### YOUR GOAL
Copy the following material word for word, keeping every line in its original order.

━━━━━ EXERCISE INPUTS ━━━━━

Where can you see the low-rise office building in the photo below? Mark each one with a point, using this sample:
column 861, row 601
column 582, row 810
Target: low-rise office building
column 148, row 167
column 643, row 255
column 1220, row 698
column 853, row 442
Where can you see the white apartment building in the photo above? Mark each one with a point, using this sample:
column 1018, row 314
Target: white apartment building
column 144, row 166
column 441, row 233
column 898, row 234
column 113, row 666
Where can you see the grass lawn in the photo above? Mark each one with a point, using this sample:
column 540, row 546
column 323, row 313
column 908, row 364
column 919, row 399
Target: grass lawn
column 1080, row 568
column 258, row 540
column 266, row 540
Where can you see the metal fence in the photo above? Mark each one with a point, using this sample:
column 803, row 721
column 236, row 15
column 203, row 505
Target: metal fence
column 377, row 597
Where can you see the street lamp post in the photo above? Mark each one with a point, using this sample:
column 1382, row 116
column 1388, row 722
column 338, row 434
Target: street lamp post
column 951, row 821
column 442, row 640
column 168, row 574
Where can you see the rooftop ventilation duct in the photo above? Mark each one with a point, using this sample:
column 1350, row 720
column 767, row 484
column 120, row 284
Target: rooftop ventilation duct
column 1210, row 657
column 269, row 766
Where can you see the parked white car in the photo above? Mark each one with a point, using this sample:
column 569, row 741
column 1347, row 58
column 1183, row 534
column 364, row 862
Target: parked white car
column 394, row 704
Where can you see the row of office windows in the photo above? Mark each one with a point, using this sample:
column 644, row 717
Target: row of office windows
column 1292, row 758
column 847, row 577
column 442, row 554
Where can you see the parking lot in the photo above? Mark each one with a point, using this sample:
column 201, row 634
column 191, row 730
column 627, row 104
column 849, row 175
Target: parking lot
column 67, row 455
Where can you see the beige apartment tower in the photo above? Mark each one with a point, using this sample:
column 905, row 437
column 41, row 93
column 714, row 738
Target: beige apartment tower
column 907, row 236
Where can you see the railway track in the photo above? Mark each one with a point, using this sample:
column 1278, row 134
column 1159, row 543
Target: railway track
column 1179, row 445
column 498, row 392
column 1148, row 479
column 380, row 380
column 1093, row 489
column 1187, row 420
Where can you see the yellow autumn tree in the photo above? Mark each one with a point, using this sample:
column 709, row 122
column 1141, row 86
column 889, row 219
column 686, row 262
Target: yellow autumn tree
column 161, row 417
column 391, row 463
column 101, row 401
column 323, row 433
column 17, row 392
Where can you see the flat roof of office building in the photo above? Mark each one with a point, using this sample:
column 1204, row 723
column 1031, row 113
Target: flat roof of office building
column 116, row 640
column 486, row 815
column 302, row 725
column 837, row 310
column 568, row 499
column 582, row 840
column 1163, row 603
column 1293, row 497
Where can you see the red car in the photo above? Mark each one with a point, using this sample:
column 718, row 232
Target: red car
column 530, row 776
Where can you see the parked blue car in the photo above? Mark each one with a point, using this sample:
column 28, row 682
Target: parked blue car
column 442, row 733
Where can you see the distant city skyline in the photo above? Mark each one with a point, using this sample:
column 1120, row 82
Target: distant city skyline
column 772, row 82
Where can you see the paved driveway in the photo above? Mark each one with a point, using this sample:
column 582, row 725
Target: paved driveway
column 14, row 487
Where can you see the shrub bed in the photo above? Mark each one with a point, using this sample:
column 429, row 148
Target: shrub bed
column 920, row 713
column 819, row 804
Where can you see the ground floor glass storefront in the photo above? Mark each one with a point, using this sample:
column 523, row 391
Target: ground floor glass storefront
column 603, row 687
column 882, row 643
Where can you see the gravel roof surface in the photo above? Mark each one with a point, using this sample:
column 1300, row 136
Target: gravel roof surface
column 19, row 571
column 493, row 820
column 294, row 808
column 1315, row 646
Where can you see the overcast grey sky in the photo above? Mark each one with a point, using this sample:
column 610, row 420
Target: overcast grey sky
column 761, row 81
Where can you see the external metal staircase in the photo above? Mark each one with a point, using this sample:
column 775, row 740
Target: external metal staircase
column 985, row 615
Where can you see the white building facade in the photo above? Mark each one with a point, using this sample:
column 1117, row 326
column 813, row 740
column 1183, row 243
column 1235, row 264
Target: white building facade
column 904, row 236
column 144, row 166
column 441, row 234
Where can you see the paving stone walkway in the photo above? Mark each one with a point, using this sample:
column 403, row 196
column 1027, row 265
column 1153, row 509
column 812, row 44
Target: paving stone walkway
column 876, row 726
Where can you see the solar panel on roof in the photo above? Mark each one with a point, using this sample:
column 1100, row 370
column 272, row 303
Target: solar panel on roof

━━━━━

### EXERCISE SOLUTION
Where can you see the low-rise office building in the photo below? Mark each one with a point, using this sample:
column 861, row 601
column 582, row 810
Target: low-rise office building
column 148, row 167
column 643, row 255
column 1220, row 698
column 853, row 442
Where can you see the white apartment building in the photo above? Mark each one with a point, using this sample:
column 1018, row 314
Target: white apartment building
column 144, row 166
column 441, row 233
column 898, row 234
column 113, row 666
Where can you see the grass lawn in the photo above? Mark each one with a point, using this sample:
column 540, row 546
column 323, row 313
column 908, row 364
column 919, row 399
Target: grass lawn
column 1080, row 568
column 258, row 540
column 266, row 540
Where can you see the metal fence in the photo above? Mark each one with a point, using this sample:
column 803, row 721
column 236, row 15
column 203, row 505
Target: metal fence
column 377, row 597
Where can you see the street lamp post in the photo above? Mark each one with a point, using this sample:
column 1382, row 116
column 1388, row 722
column 338, row 434
Target: street lamp post
column 951, row 821
column 442, row 640
column 168, row 574
Where can you see the rooftop ventilation duct in the photo above? Mark each one with a point, using this sample:
column 1350, row 720
column 767, row 484
column 120, row 284
Target: rooftop ventilation duct
column 1210, row 657
column 269, row 766
Where can you see the parked white car in the photo above? Mark each one with a point, using this sample:
column 569, row 741
column 1347, row 58
column 1183, row 534
column 364, row 862
Target: parked white car
column 394, row 704
Where can you see the row of office windows in the photo above? Mark each one with a point, using this sample:
column 644, row 717
Target: row of office windows
column 1292, row 758
column 847, row 577
column 442, row 554
Where can you see the parking lot in the photo above? Mark each one with a point, using this sample:
column 201, row 634
column 191, row 730
column 627, row 104
column 849, row 175
Target: parking lot
column 67, row 455
Where can you see the beige apartment tower in the photo above? Mark each one with a point, using this sample:
column 905, row 437
column 41, row 93
column 714, row 738
Target: beige apartment tower
column 907, row 236
Where can you see the railway track in the photo above? Mark each one with a point, using this sample:
column 1278, row 134
column 1159, row 543
Target: railway track
column 1179, row 445
column 498, row 392
column 1148, row 479
column 380, row 380
column 1093, row 489
column 1187, row 420
Where can you see the yellow autumn tree in the photo above? Mark each one with a point, using this sample:
column 709, row 122
column 1141, row 86
column 889, row 219
column 686, row 262
Target: yellow autumn tree
column 161, row 417
column 391, row 463
column 101, row 401
column 323, row 433
column 17, row 392
Where can you see the flat roof of office building in the photo above? Mark each one with a point, using this sample:
column 1204, row 723
column 1031, row 113
Target: flat roof of office building
column 116, row 640
column 486, row 815
column 302, row 725
column 837, row 310
column 568, row 499
column 582, row 840
column 1163, row 603
column 1293, row 497
Where can you see the red car in the photo above? Mark each one with a point, using this sample:
column 718, row 232
Target: red car
column 530, row 776
Where can you see the parked blue car in the photo above? Mark each one with a point, using this sample:
column 28, row 682
Target: parked blue car
column 442, row 733
Where can you see the distant city skyline in the photo above? Mark each one with a point, using this sample:
column 1120, row 82
Target: distant city skyline
column 772, row 82
Where can you see the paved driveway in the photo above? Mark each one with a point, using this sample:
column 582, row 725
Target: paved driveway
column 14, row 487
Where can you see the shrub bed in the photo above? Mark each one with a point, using this sample:
column 429, row 148
Target: shrub bed
column 920, row 713
column 819, row 804
Where can you see the ground floor glass storefront in the photo above? Mark each one with a point, using this sample:
column 523, row 391
Target: ground floor glass storefront
column 603, row 687
column 882, row 643
Where can you see the gravel roof surface in the photo above? Mark each one with a point, using this sample:
column 1300, row 136
Target: gravel roof surface
column 19, row 571
column 493, row 820
column 294, row 808
column 1315, row 646
Where can you see the overcast grey sky in the photo above? Mark each one with a point, using this sample:
column 610, row 420
Target: overcast grey sky
column 761, row 81
Where can you see the external metal staircase in the photo above? Mark each one with a point, using this sample:
column 775, row 740
Target: external metal staircase
column 985, row 615
Where can you see the white building facade in the photo above? Mark each one with a point, using this sample:
column 1117, row 326
column 813, row 740
column 1183, row 243
column 1235, row 264
Target: white building facade
column 904, row 236
column 144, row 166
column 441, row 234
Where can you see the paving stone walkway in the photo above? Mark each one with a point, using this sample:
column 403, row 196
column 1027, row 265
column 1153, row 509
column 812, row 44
Target: paving stone walkway
column 876, row 726
Where can you see the solar panel on roof in the photo above? Mark each one with a point, using this sample:
column 1100, row 370
column 272, row 303
Target: solar panel on roof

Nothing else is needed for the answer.